● Task to carry out
How many lines of the records below contain the string "fledgling", with case taken into account? Reply with the number alone.

● Dataset excerpts

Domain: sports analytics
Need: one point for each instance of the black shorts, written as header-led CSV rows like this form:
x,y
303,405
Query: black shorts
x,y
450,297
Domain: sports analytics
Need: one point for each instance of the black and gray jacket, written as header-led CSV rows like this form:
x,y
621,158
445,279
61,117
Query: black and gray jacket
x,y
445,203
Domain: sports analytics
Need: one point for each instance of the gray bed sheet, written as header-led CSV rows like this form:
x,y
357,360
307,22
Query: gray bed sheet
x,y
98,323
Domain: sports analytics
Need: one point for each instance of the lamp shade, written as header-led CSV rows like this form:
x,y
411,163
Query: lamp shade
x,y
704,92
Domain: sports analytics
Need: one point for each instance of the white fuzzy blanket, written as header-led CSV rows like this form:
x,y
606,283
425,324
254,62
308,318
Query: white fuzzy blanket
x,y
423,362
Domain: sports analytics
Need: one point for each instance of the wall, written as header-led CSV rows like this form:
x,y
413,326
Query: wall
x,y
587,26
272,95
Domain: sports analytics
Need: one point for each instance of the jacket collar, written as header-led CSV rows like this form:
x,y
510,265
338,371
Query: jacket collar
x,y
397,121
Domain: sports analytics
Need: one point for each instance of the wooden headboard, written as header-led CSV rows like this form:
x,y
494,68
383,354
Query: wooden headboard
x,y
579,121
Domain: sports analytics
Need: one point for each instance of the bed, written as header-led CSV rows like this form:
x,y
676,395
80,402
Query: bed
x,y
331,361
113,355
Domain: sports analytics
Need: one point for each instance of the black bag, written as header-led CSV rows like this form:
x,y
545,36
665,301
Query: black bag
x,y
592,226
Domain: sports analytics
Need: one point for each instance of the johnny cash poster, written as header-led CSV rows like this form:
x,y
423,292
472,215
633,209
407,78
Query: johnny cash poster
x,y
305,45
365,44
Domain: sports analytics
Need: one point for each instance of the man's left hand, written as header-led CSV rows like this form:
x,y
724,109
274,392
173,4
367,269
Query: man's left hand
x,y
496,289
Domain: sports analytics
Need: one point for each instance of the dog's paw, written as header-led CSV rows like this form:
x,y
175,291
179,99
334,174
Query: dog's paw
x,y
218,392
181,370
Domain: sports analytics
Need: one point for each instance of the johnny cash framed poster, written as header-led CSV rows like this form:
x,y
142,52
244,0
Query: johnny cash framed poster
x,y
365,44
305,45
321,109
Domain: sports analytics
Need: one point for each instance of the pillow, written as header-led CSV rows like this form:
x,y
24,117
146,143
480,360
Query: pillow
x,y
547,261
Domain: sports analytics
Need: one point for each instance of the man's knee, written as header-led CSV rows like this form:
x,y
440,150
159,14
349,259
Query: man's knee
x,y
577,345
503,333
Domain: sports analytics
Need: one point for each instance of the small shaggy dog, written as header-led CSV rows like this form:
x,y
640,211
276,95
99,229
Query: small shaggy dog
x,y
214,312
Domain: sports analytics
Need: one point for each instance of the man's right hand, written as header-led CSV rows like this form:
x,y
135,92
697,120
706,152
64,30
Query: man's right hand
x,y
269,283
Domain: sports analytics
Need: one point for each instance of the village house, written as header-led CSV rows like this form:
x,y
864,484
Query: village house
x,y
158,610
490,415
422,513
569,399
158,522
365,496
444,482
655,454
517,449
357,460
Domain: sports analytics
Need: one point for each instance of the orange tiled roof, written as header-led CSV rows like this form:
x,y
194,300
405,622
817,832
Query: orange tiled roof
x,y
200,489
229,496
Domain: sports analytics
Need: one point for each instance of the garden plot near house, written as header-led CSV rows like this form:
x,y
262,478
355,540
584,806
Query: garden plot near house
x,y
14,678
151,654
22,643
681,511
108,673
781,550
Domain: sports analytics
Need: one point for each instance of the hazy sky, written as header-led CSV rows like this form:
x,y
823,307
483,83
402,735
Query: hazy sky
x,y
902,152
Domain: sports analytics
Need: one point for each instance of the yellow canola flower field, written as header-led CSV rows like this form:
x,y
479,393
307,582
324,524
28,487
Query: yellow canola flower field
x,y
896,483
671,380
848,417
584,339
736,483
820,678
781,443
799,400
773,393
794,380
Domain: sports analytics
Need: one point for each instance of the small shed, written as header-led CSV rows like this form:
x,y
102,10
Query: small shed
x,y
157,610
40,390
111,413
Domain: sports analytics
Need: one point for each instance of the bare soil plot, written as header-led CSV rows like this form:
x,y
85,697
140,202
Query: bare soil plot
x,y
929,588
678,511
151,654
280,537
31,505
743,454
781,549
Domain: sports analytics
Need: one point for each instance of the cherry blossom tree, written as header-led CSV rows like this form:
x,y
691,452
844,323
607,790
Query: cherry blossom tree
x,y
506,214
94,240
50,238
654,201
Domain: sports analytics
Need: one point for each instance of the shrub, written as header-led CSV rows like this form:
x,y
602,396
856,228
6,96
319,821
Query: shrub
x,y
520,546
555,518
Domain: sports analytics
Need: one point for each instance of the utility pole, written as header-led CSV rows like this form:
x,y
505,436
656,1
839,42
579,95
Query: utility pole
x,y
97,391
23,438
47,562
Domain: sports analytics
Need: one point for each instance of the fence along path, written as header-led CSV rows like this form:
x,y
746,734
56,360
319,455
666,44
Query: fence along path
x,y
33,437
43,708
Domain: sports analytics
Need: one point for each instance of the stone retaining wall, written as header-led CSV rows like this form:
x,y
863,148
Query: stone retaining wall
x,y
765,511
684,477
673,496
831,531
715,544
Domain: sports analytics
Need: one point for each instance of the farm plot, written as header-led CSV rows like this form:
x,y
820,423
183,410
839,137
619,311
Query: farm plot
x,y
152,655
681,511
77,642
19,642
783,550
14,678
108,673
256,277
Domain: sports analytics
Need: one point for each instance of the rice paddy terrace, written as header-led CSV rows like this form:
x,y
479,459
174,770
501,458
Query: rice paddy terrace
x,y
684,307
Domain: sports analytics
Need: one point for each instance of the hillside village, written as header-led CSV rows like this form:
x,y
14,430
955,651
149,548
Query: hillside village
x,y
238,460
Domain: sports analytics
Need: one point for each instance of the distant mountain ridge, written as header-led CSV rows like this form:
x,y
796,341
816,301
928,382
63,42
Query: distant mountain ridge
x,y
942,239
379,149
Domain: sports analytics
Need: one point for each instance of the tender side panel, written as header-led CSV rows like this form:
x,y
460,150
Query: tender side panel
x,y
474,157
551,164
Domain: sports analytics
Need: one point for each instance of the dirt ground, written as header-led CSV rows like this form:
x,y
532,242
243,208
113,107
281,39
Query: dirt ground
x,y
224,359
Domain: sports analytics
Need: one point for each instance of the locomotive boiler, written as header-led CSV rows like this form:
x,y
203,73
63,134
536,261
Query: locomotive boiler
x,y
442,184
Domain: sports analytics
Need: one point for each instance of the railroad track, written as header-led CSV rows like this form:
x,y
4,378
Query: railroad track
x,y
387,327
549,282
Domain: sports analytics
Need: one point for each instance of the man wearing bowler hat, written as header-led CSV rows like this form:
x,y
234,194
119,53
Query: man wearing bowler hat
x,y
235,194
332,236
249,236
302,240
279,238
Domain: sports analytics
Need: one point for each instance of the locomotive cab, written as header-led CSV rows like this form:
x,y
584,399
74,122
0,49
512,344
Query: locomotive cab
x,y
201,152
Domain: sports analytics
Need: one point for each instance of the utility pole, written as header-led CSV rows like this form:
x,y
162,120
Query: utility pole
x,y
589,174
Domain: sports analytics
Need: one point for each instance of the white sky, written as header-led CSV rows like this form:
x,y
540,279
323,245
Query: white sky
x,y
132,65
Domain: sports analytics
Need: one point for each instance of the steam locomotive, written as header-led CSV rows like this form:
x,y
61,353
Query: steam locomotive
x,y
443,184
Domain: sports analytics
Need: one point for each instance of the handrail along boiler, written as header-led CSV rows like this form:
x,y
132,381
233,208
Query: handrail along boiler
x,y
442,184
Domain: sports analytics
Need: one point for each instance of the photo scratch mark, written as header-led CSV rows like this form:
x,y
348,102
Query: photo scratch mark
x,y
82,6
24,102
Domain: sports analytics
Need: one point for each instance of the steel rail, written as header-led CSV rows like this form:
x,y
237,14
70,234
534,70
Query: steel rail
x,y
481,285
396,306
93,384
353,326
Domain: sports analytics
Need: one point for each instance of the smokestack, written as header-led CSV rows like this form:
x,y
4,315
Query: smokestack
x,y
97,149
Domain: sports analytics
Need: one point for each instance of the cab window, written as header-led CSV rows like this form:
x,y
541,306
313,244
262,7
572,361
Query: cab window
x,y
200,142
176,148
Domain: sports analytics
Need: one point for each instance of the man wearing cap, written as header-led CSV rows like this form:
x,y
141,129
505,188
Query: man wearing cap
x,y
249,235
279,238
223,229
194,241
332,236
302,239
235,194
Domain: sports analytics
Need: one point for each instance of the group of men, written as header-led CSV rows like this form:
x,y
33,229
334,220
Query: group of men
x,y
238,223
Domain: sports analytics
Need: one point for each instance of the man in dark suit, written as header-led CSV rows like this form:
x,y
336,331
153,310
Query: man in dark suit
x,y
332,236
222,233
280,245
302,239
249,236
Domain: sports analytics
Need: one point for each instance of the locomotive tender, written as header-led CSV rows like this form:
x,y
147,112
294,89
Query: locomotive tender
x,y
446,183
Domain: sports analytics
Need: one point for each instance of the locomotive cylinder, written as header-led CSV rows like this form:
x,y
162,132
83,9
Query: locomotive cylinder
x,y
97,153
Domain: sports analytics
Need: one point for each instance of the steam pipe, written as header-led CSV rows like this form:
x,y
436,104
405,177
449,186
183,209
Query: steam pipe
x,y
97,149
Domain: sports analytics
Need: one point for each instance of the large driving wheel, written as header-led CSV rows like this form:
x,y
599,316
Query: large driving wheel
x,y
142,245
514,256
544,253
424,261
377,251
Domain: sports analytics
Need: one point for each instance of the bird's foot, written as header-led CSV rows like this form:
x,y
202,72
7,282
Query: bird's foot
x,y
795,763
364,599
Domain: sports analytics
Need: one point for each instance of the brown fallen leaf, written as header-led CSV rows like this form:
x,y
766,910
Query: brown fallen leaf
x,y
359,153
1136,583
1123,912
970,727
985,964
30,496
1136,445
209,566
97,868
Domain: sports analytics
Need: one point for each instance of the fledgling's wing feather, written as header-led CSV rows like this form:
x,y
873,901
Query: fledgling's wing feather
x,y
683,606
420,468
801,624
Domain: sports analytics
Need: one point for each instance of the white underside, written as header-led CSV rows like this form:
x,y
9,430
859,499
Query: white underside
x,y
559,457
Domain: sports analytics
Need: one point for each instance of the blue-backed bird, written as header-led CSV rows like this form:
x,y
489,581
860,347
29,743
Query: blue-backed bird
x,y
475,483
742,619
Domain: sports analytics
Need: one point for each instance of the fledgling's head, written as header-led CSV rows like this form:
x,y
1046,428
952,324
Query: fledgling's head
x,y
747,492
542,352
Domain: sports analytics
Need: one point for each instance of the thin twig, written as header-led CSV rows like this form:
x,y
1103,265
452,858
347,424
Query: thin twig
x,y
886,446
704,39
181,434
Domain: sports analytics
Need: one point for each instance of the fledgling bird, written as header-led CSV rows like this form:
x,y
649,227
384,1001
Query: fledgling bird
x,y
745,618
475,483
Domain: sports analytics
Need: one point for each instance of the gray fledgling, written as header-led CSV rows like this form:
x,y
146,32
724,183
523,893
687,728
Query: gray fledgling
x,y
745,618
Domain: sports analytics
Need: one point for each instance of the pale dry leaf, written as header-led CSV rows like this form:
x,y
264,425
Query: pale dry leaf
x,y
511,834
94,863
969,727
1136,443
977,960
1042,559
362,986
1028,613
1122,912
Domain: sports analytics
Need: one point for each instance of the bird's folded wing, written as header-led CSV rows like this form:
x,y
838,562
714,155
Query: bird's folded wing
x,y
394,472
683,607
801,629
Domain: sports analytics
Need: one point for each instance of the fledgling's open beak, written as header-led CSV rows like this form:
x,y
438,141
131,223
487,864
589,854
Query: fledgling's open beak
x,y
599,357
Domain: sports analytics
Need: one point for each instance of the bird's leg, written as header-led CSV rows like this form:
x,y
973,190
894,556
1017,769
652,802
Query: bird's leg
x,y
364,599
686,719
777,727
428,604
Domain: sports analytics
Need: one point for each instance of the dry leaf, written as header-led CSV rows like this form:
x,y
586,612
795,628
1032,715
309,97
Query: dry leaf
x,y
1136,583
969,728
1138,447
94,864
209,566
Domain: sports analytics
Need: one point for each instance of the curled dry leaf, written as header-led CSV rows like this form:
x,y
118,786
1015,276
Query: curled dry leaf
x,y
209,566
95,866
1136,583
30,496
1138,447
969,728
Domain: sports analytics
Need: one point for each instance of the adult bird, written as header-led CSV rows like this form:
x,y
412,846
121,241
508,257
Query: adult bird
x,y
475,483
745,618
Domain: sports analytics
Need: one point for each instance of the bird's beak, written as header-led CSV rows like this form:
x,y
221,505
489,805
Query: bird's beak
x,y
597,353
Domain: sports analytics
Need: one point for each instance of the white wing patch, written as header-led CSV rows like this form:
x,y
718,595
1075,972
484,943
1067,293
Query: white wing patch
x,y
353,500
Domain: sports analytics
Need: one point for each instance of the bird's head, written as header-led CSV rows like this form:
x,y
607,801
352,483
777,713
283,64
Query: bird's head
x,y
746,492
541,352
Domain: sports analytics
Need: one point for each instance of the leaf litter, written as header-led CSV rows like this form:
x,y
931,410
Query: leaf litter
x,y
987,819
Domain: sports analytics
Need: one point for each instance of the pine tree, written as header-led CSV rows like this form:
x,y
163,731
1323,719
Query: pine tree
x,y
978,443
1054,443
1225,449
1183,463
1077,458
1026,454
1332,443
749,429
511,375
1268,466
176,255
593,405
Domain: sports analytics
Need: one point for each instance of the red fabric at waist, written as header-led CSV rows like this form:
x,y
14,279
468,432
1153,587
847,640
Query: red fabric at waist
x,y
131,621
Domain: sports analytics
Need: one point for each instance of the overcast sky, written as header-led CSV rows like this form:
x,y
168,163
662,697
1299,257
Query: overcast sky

● Output
10